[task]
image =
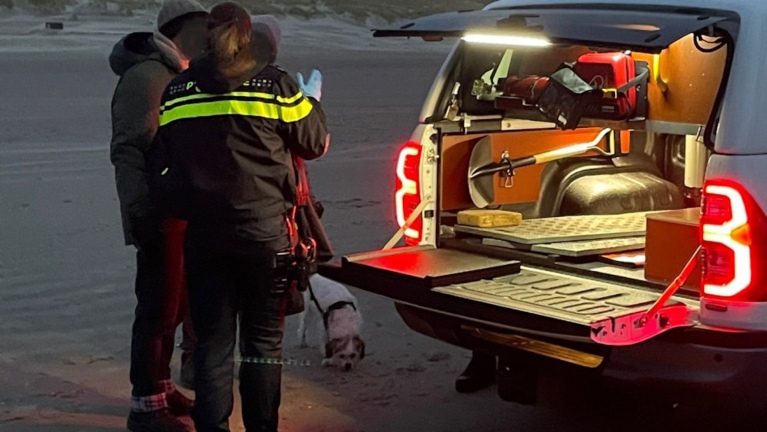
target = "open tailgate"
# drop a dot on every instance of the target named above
(502, 291)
────────────────────
** Short exercise **
Your task is to return the entries above exactly, with no pictures.

** Exercise response **
[task]
image =
target = "open tailgate"
# drop a dot on every instance of the target named above
(502, 291)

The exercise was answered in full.